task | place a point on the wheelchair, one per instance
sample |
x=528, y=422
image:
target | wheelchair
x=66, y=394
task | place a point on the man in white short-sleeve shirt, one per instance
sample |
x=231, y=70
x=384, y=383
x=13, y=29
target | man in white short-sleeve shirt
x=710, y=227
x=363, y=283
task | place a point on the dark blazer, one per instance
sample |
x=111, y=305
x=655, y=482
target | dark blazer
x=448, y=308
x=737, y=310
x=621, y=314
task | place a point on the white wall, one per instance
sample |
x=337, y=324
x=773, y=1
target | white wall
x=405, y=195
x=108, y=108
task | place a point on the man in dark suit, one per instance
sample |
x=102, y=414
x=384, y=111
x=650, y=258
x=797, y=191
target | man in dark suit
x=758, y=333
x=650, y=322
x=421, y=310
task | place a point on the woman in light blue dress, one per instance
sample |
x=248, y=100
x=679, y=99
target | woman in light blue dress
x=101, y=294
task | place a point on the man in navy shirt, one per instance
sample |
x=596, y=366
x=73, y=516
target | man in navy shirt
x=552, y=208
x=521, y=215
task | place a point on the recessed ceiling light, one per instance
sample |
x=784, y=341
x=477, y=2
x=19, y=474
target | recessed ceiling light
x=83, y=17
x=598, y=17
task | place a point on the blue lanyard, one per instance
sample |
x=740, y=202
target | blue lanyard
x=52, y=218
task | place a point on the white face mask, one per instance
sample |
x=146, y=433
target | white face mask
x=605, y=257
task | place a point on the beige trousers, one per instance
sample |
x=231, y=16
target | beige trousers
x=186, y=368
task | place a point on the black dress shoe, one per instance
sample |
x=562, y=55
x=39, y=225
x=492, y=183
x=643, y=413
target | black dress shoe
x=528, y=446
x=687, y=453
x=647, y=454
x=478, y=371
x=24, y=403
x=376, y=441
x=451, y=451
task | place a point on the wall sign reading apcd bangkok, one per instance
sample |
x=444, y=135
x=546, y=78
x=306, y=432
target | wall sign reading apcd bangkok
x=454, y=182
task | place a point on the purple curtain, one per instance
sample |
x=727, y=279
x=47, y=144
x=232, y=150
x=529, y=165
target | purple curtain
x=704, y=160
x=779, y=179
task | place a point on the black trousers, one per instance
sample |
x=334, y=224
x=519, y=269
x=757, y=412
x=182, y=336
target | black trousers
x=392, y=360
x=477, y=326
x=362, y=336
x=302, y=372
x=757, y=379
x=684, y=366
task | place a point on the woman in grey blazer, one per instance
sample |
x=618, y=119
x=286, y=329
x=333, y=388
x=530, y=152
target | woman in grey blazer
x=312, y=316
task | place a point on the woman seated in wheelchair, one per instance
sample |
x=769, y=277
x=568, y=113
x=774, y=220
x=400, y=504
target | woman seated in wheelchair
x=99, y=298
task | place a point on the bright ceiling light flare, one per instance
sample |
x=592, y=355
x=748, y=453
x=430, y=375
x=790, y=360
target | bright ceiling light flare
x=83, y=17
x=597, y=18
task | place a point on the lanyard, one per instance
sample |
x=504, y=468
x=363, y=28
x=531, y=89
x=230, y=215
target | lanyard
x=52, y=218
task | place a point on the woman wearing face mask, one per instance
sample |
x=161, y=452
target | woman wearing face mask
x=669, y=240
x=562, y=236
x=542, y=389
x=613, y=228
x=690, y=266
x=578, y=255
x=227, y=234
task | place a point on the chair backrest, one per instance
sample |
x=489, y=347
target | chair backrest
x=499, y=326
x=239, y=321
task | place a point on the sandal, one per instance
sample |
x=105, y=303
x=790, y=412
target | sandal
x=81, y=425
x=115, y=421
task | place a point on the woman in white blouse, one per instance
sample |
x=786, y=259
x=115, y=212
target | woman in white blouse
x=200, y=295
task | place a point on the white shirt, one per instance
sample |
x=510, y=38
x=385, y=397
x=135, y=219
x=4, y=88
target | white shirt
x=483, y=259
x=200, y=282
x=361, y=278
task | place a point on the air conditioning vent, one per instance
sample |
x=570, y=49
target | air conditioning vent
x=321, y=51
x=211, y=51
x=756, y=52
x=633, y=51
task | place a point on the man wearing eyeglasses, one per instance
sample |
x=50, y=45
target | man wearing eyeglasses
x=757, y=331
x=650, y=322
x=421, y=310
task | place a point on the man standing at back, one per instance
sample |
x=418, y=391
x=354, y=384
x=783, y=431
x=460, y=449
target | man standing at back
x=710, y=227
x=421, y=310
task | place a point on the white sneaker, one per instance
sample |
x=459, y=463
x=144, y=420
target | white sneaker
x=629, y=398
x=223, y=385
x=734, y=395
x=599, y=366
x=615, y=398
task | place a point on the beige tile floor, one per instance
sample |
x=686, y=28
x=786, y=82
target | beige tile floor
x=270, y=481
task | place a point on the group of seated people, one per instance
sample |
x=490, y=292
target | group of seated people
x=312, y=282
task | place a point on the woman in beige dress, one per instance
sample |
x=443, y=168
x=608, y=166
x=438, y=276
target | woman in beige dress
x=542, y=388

————————

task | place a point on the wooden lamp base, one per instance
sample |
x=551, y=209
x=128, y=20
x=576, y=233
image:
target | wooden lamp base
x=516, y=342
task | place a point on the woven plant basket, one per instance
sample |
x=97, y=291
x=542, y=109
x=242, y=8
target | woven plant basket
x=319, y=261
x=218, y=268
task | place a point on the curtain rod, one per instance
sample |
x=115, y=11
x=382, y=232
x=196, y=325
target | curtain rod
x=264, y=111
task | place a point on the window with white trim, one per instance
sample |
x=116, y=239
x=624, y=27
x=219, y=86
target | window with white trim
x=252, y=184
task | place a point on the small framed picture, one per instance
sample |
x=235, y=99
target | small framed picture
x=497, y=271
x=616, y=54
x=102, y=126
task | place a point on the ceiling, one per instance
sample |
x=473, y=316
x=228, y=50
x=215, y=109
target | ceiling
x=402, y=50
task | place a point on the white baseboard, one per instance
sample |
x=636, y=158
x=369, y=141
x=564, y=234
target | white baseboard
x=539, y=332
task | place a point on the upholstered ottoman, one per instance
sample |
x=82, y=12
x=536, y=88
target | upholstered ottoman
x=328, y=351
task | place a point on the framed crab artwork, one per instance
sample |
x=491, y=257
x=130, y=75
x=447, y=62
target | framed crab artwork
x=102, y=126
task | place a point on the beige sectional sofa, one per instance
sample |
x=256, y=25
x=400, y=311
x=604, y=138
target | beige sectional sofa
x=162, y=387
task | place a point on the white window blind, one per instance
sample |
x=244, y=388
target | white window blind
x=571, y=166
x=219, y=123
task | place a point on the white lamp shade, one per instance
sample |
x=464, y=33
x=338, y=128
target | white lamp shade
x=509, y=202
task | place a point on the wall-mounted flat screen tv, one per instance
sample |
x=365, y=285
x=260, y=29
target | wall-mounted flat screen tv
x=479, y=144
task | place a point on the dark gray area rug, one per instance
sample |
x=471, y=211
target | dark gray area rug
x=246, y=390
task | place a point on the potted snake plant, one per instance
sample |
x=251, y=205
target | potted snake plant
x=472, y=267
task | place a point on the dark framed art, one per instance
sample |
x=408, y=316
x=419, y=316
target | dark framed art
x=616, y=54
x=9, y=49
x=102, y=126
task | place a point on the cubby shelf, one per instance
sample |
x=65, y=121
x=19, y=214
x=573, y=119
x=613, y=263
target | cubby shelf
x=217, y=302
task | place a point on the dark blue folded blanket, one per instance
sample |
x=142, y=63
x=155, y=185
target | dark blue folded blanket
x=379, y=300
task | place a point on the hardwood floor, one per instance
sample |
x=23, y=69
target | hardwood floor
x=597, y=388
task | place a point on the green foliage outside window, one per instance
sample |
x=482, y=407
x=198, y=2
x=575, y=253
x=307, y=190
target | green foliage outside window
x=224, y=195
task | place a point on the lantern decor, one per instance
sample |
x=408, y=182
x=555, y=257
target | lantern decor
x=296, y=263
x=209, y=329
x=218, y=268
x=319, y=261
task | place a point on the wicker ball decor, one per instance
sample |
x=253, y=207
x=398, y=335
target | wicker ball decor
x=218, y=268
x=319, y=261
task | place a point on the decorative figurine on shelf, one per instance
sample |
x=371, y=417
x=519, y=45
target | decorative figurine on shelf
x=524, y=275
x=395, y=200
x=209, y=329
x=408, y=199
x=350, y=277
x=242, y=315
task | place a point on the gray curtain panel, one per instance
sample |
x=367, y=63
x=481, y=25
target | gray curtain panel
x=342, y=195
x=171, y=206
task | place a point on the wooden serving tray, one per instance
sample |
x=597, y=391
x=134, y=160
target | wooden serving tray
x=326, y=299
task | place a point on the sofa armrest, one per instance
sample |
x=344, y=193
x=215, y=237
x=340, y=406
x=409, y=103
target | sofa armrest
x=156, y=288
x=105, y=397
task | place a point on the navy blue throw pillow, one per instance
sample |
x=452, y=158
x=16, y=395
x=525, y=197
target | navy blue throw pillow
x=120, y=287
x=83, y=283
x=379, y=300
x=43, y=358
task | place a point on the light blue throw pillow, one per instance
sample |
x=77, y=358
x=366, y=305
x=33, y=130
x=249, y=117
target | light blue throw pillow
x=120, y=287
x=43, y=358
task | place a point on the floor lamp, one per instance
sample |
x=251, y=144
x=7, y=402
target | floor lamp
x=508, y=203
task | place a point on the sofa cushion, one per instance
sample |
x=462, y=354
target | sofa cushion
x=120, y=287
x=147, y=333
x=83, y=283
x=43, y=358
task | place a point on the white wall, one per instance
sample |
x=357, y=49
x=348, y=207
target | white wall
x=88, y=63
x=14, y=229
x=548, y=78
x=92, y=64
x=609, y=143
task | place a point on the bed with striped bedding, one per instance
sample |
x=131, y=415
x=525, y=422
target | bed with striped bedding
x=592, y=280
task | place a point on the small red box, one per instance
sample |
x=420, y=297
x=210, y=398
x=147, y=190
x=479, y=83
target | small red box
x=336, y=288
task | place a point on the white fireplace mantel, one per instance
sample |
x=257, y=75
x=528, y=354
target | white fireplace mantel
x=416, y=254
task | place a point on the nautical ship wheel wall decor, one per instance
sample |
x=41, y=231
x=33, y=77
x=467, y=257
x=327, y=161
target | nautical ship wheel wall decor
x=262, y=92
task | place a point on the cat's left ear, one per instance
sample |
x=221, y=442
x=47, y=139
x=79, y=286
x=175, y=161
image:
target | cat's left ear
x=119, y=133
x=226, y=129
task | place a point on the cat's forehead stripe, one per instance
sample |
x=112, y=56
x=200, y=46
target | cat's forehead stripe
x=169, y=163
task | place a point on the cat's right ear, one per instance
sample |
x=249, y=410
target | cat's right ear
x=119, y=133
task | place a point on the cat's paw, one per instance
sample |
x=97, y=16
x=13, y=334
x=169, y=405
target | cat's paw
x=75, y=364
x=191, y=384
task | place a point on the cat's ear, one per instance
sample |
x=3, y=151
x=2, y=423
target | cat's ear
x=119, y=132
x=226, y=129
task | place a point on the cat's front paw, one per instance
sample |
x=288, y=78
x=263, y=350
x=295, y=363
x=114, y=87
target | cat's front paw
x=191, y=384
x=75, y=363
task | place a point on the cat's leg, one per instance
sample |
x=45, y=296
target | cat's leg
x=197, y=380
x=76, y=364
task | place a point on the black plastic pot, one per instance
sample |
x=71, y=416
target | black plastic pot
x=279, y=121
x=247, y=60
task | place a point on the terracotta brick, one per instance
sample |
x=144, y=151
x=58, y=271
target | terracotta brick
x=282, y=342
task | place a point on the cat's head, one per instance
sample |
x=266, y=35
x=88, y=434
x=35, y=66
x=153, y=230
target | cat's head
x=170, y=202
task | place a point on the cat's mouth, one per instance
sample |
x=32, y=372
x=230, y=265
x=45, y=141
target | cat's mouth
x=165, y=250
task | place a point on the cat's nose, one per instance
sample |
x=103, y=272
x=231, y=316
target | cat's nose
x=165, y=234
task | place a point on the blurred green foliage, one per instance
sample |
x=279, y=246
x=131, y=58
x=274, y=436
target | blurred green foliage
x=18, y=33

————————

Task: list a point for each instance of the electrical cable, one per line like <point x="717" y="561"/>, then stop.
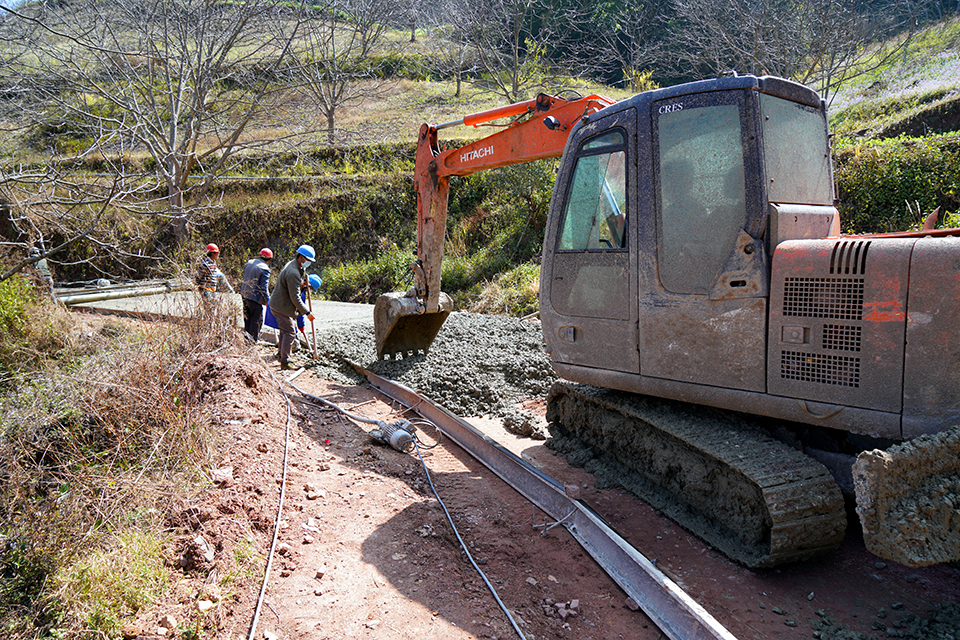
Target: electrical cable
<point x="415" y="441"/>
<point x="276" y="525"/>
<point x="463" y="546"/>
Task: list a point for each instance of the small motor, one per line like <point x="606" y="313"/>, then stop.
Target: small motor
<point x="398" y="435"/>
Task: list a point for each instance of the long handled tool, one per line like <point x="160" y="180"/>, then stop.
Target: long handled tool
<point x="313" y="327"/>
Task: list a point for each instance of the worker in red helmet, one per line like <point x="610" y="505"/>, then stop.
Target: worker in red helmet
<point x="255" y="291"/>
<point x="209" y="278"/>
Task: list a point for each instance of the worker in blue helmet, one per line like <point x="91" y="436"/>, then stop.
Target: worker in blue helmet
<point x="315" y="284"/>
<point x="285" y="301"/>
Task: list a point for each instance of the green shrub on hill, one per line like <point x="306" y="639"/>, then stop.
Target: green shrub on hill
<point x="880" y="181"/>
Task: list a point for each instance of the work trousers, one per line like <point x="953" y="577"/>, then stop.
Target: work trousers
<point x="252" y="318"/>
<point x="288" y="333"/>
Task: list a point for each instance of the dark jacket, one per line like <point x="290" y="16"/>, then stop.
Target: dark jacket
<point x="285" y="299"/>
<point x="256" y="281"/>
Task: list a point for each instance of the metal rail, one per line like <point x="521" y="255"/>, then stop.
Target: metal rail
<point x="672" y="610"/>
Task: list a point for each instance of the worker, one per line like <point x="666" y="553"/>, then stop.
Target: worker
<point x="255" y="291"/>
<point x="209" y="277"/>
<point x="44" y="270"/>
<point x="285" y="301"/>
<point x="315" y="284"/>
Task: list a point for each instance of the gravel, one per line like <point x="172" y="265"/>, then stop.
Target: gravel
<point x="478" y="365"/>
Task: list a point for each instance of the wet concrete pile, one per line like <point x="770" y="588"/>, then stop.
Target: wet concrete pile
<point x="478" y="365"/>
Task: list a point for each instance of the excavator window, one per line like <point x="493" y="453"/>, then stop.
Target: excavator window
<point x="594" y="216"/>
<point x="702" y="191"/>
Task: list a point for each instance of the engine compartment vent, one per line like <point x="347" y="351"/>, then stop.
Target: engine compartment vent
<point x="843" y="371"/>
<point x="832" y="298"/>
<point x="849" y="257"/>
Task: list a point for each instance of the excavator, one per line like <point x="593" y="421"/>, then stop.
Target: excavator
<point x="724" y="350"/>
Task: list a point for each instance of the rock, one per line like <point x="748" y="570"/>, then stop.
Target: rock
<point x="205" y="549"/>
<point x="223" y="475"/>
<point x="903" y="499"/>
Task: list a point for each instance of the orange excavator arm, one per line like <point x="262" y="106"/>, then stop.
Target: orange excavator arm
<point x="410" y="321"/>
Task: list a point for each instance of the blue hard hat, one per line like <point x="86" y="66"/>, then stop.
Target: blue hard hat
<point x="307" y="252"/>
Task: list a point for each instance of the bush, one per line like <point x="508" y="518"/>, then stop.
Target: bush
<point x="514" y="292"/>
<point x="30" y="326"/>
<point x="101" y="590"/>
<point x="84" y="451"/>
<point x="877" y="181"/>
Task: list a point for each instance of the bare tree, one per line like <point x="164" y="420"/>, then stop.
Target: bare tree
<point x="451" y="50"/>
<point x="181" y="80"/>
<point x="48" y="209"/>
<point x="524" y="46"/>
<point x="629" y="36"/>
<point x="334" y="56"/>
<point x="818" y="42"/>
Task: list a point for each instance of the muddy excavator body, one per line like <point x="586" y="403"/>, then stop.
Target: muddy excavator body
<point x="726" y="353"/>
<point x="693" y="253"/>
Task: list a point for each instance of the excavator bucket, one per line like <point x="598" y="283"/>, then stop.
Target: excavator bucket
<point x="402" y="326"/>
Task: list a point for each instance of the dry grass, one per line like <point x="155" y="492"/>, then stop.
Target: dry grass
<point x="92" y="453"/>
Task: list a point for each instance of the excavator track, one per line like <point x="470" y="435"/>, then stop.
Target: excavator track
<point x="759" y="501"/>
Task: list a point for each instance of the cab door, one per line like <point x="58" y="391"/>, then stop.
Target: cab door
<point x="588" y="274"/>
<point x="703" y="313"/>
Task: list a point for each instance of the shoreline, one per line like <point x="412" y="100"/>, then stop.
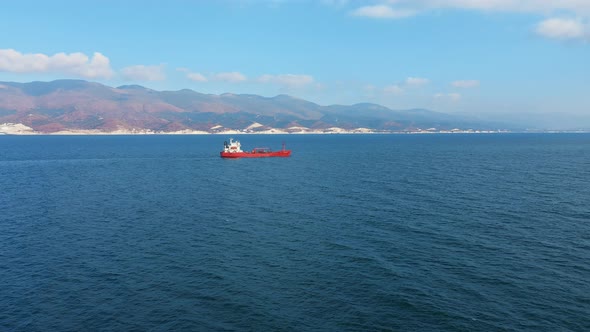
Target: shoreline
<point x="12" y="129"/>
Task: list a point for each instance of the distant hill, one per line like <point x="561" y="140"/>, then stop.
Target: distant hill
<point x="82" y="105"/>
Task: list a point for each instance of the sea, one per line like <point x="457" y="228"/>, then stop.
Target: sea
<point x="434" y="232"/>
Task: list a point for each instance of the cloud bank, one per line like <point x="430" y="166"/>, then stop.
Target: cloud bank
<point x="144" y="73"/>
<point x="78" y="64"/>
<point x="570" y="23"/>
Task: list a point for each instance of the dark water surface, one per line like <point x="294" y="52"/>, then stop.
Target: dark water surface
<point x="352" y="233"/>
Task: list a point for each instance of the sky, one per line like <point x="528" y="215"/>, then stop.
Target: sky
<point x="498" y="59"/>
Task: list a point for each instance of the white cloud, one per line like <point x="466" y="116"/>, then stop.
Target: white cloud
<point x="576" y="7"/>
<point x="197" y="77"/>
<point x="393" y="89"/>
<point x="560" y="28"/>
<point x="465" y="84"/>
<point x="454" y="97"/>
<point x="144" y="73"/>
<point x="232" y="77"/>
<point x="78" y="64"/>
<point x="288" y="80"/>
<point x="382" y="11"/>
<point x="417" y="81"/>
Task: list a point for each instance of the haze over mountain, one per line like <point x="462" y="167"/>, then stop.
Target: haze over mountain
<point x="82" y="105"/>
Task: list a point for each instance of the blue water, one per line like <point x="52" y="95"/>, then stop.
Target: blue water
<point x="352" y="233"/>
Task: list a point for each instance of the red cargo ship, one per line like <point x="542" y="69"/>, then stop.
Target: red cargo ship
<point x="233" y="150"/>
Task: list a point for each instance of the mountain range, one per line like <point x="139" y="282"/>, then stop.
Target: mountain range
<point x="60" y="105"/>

————————

- [YOUR OBJECTIVE] Lines wanted from the listing above: the line with "task | place a point on the wheelchair, one" up to and including the line with "x=784, y=341". Please write them out exactly, adding nothing else.

- [RESPONSE TO THE TASK]
task | place a point on the wheelchair, one per instance
sample |
x=528, y=422
image:
target | wheelchair
x=66, y=394
task | place a point on the man in white short-sleeve shirt, one per instance
sample |
x=231, y=70
x=384, y=383
x=13, y=29
target | man in white short-sleeve shirt
x=710, y=227
x=363, y=283
task | place a point on the dark blazer, one per instance
sample |
x=111, y=305
x=655, y=482
target | dark blazer
x=448, y=308
x=737, y=310
x=621, y=314
task | place a point on the white wall, one per instance
sample |
x=337, y=324
x=773, y=1
target | white wall
x=405, y=195
x=108, y=108
task | place a point on the man in dark suit, one per instance
sample |
x=102, y=414
x=384, y=111
x=650, y=258
x=797, y=191
target | man in dark suit
x=758, y=333
x=650, y=322
x=421, y=310
task | place a point on the woman in light blue dress, one per instance
sample |
x=248, y=100
x=679, y=99
target | woman in light blue dress
x=101, y=294
task | place a point on the man in navy shirt, one per instance
sample |
x=596, y=366
x=73, y=516
target | man in navy shirt
x=552, y=208
x=521, y=215
task | place a point on the recessed ceiling light, one per instance
sample |
x=784, y=341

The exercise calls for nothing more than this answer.